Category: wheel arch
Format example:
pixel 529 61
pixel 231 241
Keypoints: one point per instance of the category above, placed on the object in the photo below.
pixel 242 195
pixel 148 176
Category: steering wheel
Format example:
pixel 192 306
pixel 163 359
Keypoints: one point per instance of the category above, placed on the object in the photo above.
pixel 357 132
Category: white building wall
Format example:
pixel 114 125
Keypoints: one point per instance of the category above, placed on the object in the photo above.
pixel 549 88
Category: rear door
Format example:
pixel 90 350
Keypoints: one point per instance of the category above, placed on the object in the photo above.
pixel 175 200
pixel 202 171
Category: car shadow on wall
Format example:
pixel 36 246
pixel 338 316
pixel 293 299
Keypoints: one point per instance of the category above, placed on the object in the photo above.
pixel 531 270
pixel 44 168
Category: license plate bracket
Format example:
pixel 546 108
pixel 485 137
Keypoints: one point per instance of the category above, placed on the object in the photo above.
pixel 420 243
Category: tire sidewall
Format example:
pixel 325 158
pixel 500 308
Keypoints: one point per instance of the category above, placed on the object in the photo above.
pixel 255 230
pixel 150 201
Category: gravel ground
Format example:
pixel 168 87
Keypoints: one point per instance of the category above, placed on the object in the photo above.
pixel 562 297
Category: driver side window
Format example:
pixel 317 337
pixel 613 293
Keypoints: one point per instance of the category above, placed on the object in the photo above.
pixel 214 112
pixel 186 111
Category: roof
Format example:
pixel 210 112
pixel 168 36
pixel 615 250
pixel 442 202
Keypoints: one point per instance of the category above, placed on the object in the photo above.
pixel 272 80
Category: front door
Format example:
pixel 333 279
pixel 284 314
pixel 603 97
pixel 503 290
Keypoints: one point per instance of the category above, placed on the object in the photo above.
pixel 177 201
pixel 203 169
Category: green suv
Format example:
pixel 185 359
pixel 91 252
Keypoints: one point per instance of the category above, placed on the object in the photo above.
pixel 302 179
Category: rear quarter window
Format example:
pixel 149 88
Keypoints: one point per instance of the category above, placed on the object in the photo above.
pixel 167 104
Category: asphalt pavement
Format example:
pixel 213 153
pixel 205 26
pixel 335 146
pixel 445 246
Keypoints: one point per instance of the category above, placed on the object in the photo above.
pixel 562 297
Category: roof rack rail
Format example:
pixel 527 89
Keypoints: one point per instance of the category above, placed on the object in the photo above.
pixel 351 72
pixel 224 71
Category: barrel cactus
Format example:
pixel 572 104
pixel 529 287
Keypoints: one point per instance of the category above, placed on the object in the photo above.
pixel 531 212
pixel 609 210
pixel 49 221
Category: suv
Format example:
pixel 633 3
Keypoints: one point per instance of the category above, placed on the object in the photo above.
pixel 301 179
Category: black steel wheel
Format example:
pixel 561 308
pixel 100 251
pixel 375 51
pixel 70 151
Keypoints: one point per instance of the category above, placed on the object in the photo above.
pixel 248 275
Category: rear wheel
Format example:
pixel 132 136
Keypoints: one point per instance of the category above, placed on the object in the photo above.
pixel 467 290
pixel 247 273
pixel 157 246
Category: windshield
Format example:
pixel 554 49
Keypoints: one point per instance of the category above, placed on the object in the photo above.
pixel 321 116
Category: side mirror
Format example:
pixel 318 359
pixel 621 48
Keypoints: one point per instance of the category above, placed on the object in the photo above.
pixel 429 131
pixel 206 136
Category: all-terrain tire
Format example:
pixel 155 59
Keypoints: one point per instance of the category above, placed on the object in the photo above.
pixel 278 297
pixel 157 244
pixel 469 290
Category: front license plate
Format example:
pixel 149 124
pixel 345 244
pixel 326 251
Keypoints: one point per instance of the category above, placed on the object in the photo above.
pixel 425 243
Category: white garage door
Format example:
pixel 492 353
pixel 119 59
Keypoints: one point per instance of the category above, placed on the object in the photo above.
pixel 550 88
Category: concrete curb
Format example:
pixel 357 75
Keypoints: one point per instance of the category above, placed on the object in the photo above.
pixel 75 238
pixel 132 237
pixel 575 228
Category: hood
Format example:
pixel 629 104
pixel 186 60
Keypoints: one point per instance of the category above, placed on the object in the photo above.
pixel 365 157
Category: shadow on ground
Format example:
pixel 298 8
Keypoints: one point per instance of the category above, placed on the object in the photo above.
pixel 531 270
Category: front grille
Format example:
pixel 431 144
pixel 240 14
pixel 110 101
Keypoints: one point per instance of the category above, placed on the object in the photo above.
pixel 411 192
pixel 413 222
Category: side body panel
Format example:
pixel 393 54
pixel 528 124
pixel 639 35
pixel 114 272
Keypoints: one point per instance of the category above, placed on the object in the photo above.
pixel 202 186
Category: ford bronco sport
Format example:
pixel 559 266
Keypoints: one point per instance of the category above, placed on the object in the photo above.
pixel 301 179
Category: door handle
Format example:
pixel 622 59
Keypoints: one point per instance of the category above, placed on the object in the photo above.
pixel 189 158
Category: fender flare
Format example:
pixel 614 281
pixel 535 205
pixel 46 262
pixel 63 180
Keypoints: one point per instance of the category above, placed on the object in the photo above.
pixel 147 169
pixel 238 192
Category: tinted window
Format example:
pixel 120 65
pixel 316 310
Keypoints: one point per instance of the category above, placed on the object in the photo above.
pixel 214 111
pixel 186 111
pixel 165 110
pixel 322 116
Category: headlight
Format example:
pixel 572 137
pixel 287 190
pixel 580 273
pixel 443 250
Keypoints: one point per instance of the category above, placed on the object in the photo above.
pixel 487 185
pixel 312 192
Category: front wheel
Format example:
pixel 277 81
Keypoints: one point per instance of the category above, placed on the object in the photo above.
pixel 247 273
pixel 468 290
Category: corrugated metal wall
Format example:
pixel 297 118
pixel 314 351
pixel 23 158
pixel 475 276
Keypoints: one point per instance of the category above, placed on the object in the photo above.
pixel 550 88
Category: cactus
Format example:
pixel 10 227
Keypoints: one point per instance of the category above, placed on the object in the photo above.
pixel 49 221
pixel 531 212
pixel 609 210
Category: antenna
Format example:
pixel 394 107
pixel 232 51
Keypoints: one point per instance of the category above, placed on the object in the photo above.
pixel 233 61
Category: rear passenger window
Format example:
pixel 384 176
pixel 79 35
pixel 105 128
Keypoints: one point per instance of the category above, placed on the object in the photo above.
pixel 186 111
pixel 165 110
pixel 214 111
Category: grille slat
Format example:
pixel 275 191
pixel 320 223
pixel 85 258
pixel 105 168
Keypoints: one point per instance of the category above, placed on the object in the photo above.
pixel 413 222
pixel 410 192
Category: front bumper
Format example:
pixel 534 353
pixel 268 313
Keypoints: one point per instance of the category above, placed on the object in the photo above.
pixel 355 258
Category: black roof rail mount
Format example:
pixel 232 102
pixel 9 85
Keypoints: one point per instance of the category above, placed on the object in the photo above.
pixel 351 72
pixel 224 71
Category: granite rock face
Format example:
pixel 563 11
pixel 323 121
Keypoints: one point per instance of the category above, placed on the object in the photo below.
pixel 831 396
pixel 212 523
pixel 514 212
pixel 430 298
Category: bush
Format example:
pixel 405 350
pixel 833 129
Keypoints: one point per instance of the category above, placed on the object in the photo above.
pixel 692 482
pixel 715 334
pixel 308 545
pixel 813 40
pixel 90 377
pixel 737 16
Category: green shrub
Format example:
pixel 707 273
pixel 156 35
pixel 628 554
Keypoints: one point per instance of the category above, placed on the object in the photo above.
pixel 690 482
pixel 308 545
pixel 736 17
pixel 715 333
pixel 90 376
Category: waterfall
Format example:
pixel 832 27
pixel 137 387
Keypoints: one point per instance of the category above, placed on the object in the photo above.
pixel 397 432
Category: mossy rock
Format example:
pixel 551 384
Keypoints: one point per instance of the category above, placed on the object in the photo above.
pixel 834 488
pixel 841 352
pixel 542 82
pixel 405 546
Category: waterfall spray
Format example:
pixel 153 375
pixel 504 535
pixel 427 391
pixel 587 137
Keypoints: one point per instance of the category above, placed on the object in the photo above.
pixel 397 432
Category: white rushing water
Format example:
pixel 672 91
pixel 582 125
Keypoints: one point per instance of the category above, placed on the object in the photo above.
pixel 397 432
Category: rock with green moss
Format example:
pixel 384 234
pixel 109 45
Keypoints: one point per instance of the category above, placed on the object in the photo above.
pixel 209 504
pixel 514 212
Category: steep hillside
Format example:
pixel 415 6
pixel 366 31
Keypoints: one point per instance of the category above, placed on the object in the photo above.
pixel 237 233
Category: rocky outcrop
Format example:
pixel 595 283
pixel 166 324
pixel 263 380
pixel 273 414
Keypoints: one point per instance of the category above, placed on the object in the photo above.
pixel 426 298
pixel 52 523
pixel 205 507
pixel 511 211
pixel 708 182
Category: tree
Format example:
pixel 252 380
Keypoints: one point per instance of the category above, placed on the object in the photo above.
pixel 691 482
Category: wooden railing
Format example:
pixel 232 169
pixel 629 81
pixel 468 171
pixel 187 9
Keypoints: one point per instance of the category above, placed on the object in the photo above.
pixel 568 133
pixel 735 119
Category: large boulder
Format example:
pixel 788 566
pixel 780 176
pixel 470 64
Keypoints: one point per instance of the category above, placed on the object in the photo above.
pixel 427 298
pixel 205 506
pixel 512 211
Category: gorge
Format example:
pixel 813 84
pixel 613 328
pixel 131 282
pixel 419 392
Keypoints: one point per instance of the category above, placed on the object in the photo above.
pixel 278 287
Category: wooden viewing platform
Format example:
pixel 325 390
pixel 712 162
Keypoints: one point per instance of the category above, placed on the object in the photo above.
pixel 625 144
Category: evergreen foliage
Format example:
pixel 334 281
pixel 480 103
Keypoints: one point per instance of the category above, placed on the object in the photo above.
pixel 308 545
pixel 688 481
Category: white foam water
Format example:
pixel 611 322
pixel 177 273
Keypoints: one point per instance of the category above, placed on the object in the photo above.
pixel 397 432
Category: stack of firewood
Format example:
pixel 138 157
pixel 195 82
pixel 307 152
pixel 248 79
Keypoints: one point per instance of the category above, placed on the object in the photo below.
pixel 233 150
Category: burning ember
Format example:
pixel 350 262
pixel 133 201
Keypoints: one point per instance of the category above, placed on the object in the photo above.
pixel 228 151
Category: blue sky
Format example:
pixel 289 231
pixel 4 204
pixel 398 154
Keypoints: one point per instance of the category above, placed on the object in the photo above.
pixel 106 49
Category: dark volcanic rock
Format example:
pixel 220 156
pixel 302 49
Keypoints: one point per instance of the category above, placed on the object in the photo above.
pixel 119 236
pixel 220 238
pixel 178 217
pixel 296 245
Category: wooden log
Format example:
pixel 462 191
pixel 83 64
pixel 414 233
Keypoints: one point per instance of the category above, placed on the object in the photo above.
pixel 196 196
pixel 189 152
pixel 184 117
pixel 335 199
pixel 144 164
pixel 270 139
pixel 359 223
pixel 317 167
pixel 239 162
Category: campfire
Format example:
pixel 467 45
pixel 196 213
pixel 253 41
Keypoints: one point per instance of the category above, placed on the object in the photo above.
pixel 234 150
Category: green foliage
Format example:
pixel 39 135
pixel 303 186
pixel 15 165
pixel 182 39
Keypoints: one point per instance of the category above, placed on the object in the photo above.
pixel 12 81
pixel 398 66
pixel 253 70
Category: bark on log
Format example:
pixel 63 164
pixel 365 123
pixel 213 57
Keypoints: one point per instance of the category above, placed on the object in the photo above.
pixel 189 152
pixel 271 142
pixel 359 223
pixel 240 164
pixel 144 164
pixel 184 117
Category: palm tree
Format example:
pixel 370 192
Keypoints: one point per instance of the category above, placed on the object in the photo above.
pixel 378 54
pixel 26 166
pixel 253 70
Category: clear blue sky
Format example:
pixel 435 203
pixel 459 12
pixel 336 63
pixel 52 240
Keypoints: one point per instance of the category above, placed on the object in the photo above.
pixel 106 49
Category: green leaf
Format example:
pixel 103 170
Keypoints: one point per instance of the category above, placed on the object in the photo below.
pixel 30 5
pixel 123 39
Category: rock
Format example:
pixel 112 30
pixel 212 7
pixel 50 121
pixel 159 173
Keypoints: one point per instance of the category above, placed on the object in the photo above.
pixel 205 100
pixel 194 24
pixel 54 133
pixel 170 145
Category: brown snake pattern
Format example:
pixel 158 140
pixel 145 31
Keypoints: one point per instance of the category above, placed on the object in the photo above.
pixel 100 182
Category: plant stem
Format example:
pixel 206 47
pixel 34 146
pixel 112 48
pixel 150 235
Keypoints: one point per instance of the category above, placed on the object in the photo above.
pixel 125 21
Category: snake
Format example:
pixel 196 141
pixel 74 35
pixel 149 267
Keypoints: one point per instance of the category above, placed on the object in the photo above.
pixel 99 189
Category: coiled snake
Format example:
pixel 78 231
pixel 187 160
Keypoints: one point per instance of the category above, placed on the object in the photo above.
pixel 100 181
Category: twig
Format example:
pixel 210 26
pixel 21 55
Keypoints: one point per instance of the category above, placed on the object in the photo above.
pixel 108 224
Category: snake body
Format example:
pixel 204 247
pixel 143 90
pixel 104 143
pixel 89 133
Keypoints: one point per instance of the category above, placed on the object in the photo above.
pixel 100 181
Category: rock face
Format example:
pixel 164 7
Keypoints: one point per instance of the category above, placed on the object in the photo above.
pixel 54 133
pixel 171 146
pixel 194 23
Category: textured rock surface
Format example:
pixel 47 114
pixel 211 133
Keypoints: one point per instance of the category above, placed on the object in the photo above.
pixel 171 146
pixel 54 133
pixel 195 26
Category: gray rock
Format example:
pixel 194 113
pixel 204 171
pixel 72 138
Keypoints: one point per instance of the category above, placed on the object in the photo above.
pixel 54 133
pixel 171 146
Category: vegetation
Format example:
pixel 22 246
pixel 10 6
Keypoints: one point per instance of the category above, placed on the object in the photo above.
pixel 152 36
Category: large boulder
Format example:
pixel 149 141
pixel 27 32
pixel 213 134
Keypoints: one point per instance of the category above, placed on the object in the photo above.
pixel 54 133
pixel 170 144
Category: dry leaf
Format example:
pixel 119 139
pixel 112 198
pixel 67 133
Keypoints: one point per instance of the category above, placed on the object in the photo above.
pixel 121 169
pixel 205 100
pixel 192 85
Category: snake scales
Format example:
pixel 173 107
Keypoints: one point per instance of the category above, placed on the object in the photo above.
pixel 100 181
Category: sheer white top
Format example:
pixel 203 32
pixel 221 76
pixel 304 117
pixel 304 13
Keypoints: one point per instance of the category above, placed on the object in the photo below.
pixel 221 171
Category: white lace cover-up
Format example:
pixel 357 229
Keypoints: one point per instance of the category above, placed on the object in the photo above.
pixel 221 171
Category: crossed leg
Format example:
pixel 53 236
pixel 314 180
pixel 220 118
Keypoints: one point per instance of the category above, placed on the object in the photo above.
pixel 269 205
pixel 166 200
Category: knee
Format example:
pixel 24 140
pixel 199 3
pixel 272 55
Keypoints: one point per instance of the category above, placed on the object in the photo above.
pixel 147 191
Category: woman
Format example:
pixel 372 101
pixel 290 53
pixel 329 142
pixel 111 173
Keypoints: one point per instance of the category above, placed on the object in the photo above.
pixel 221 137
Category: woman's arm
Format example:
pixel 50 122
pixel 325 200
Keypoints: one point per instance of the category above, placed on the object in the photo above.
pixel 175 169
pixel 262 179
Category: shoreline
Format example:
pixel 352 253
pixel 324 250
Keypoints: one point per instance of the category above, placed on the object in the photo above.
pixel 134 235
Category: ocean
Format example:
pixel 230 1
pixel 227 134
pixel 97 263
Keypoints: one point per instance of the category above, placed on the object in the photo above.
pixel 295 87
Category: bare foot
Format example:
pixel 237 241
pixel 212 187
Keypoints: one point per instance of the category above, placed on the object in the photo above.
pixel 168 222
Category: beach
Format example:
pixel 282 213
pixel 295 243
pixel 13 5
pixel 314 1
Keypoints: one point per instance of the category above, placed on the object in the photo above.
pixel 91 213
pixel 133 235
= = = = =
** Exercise details **
Your answer should consist of the lines from the line with "pixel 275 191" to the line with "pixel 268 313" above, repeated exactly, both ends included.

** Problem solution **
pixel 275 191
pixel 320 223
pixel 85 258
pixel 105 168
Keypoints: one point per instance of the category above, placed on the object in the photo above.
pixel 413 222
pixel 410 192
Category: front bumper
Format example:
pixel 534 353
pixel 268 313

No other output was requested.